## TEXT
• • • •

And what’s amazing is that we hadn’t done this before, even despite me being a corporate planner in my professional life, and a spreadsheet fan in my personal life too! To be honest, before we entered the adoption process, we hadn’t really thought to write down or agree plans for parenthood in any structured way at all.

Yes, my husband and I had had a lot of conversations about becoming parents, but mostly they had focused on what we were feeling emotionally, and the nitty gritty of the process of getting there! But we hadn’t spent anywhere near enough time looking forward towards the next part of our lives and asking, “How are we actually going to make this work in practice?”

We realised that everyone should plan parenthood from the start! (but they don’t)

When the dust had settled after adopting our two children (which took about 3 years, to be honest!), I had the lightbulb moment that changed my career direction.

The planning we had done as adoptive parents had really paid off. Although adopting two children was extremely hard work, our planning meant that we could cope. We had set our lives up for the maximum chance of success, and we didn’t have to do anything that would cause us major upheavals – such as moving house, moving jobs, or borrowing money. We didn’t get burnt out as parents because we’d planned to share the load, we knew how to do this, and we had built up our support network intentionally.

• • • •

## EXTRACTED ENTRIES
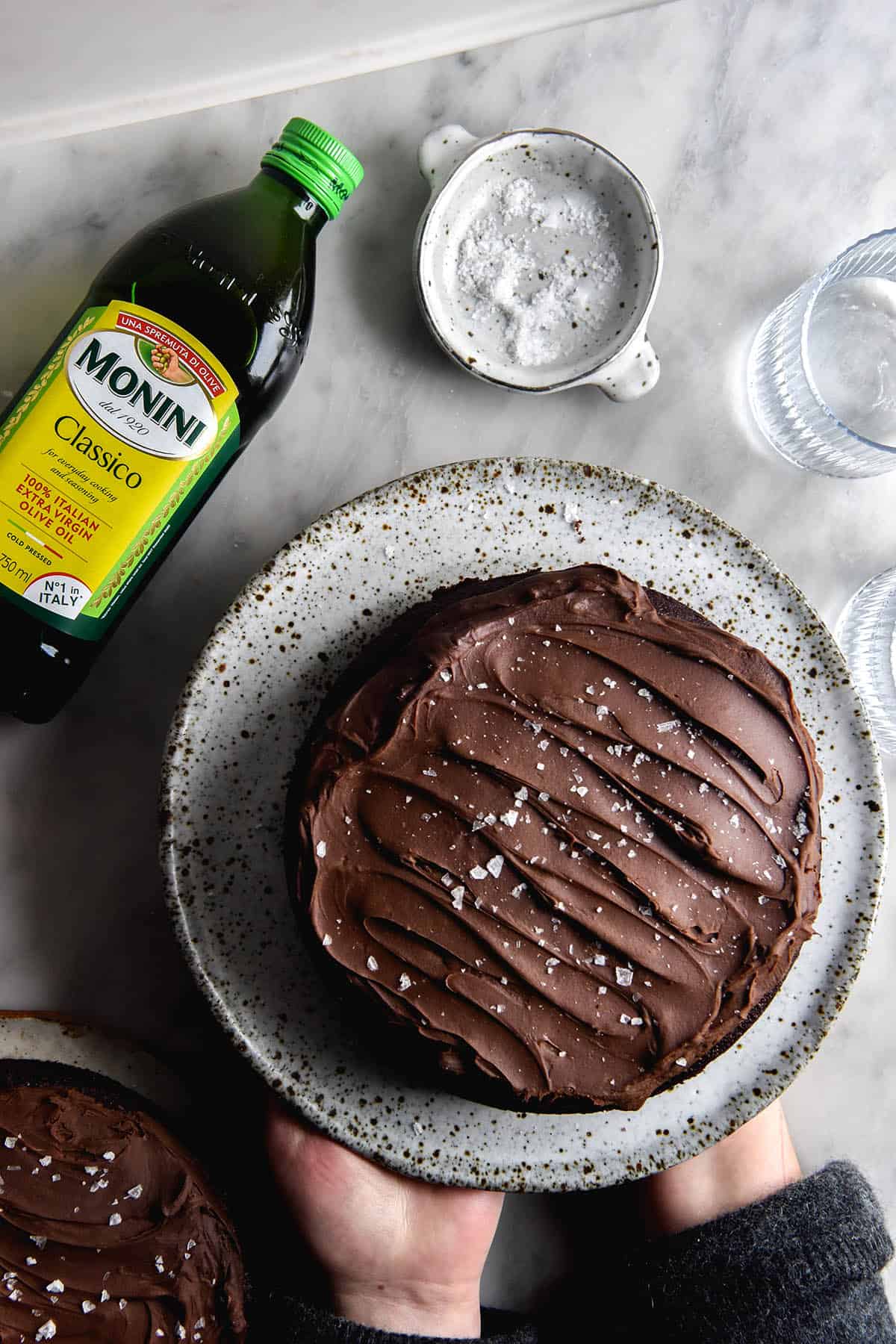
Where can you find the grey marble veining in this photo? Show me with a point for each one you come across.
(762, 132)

• • • •

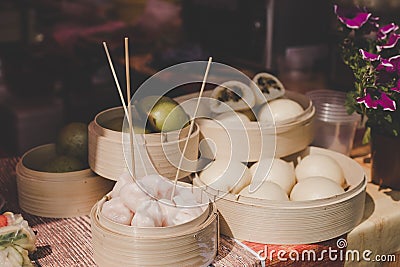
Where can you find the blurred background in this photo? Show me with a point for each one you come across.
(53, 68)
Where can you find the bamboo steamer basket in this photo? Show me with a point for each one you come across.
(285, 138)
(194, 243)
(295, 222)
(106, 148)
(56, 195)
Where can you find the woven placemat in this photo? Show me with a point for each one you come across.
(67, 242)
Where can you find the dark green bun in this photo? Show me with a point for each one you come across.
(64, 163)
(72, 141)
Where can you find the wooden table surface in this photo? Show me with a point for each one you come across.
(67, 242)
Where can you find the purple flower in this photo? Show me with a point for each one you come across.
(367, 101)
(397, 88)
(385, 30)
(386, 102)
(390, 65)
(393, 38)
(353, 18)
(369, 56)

• • • •

## YOUR TASK
Quote the passage about planning for parenthood, from "The planning we" up to and including "support network intentionally.".

## ANSWER SECTION
The planning we had done as adoptive parents had really paid off. Although adopting two children was extremely hard work, our planning meant that we could cope. We had set our lives up for the maximum chance of success, and we didn’t have to do anything that would cause us major upheavals – such as moving house, moving jobs, or borrowing money. We didn’t get burnt out as parents because we’d planned to share the load, we knew how to do this, and we had built up our support network intentionally.